> [Exercise]: Format the rows starting at the line containing "Go through the image and tally up every white star" and ending at the line containing "[0,1,450,299]" as a two-column CSV with columns "text" and "answer", one line per row. Put each row's text and answer in a single quoted field each, with line breaks replaced by spaces.

[Region labeling records]
"""

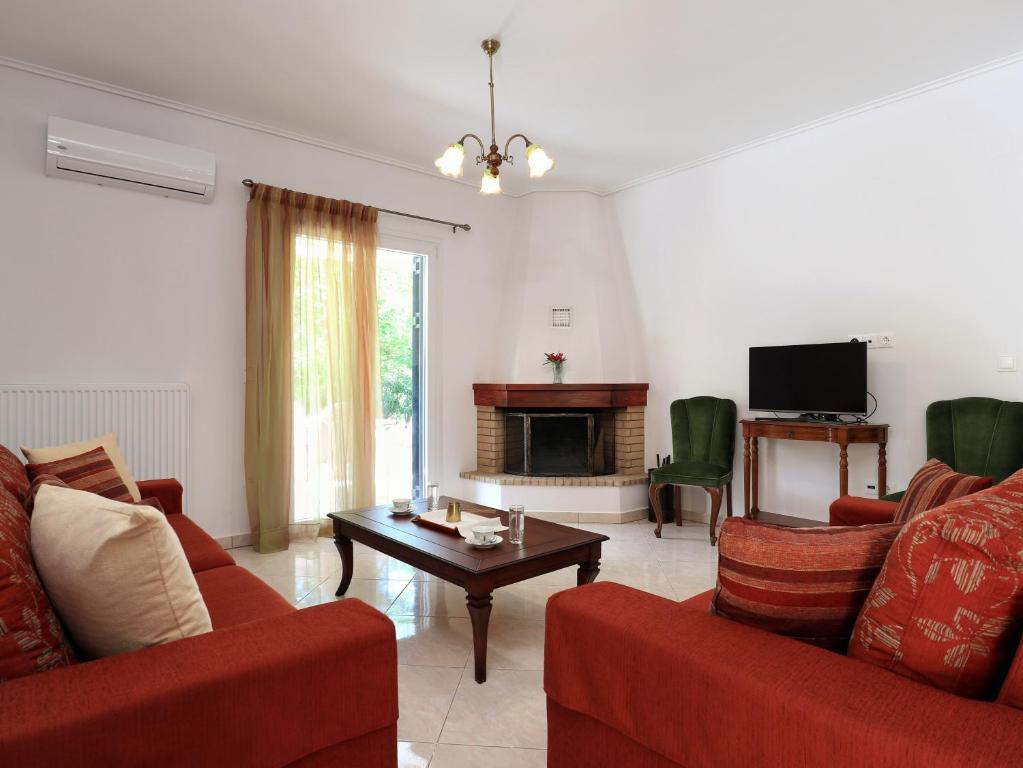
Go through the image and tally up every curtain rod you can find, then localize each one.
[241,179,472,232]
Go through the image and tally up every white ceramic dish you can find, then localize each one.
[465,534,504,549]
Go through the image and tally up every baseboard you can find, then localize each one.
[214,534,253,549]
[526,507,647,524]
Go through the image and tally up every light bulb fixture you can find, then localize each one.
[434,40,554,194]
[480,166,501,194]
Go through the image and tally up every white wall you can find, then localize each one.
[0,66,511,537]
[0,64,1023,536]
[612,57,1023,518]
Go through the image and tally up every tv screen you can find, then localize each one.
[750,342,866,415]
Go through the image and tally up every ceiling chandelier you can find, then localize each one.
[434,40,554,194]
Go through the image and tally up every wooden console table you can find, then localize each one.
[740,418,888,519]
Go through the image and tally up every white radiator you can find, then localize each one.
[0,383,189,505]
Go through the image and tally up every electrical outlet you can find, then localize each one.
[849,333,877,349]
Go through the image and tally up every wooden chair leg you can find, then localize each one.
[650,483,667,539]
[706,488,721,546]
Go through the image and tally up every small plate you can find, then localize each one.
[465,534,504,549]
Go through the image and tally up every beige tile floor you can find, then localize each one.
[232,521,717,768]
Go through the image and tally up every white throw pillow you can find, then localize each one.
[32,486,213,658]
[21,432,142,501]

"""
"""

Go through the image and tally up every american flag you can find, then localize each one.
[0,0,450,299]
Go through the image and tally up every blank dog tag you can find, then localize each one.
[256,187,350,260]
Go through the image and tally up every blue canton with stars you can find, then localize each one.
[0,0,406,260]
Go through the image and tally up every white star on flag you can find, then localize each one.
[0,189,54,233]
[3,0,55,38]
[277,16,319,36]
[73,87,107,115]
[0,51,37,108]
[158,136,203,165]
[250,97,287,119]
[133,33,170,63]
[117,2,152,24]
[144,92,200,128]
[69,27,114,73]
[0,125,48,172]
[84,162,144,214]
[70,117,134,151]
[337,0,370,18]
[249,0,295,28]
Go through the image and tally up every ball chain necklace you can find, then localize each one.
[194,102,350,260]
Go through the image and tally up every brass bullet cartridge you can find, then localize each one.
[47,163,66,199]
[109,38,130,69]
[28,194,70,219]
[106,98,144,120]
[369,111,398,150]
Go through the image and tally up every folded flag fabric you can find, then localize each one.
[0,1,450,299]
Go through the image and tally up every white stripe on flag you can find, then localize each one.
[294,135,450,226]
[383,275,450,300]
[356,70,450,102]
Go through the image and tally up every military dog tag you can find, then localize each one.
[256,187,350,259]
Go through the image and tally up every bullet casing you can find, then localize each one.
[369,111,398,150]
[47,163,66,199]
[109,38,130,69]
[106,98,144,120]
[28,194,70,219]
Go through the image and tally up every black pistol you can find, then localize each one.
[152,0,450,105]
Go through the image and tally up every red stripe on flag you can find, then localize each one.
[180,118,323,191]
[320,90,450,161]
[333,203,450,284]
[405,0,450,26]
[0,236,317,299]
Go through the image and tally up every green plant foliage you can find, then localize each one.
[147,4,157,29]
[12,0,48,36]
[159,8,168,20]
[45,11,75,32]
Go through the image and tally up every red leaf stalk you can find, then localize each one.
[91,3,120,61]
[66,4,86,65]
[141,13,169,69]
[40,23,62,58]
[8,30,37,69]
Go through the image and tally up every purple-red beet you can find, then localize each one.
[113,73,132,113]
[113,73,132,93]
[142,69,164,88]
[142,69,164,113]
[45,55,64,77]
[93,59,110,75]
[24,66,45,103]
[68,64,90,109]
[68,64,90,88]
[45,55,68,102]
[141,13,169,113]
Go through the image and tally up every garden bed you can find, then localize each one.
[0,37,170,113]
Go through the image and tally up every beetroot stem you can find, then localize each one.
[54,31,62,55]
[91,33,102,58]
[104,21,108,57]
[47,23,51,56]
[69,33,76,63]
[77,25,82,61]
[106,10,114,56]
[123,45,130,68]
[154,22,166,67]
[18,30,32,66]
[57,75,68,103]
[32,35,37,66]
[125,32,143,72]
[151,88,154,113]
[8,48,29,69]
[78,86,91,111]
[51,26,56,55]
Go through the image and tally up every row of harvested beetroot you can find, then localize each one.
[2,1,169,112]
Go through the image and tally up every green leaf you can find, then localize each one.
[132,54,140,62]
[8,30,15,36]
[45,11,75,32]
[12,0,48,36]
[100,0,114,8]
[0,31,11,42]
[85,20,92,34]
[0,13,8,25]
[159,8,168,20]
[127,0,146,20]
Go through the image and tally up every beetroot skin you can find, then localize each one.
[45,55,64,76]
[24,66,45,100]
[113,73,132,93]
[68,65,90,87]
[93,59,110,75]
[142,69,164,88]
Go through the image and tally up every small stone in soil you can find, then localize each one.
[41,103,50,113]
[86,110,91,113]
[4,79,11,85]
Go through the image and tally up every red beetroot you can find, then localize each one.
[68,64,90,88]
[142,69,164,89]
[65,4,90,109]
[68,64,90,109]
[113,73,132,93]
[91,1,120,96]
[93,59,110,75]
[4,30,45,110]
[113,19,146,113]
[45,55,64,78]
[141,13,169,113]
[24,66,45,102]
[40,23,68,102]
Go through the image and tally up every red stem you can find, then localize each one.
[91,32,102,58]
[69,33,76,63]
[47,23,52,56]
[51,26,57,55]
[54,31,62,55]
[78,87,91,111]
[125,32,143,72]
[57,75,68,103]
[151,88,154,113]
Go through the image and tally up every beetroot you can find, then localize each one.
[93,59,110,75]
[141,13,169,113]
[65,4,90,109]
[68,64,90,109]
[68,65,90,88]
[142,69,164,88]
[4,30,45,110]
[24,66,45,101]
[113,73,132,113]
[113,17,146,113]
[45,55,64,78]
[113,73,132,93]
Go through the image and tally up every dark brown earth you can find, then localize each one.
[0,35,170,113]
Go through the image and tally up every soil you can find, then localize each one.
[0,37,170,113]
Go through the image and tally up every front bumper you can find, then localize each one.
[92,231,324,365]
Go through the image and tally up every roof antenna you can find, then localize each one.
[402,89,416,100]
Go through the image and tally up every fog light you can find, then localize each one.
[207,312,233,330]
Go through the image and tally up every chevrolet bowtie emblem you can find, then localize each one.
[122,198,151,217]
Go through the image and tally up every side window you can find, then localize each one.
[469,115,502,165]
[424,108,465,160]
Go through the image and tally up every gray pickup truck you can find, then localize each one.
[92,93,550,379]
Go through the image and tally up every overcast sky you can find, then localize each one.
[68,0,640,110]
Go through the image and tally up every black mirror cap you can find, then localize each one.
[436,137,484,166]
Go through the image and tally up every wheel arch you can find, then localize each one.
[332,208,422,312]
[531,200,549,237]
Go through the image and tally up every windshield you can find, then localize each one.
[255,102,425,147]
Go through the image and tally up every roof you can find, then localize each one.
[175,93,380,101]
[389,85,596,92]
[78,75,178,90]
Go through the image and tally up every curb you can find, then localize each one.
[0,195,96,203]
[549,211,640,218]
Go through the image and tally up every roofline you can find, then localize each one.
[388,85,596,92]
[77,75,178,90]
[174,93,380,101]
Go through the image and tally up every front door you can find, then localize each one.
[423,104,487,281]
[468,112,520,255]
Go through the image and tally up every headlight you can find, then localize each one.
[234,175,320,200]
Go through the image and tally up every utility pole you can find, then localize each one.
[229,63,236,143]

"""

> [Final result]:
text,answer
"Go through the image and tally up every white star on flag you can find, then localize each one.","[0,189,54,233] [3,0,55,38] [277,16,319,36] [73,87,107,115] [0,51,37,108] [158,136,203,165] [250,97,287,119] [133,33,170,63] [117,2,152,24] [144,92,200,128] [69,27,114,73] [0,125,48,172] [84,162,144,214] [70,117,134,151] [337,0,370,18] [249,0,295,28]"
"Go through the image and tally up every ball chain necklace you can find, then localize each one.","[194,102,350,260]"
"Go through the image and tally up every brass bullet cartridge you can find, then localize each one.","[47,163,66,199] [109,38,130,69] [28,194,70,219] [106,98,144,120] [369,111,398,150]"
"Go through the image and tally up every folded flag fabric you can find, then localize each one.","[0,1,450,299]"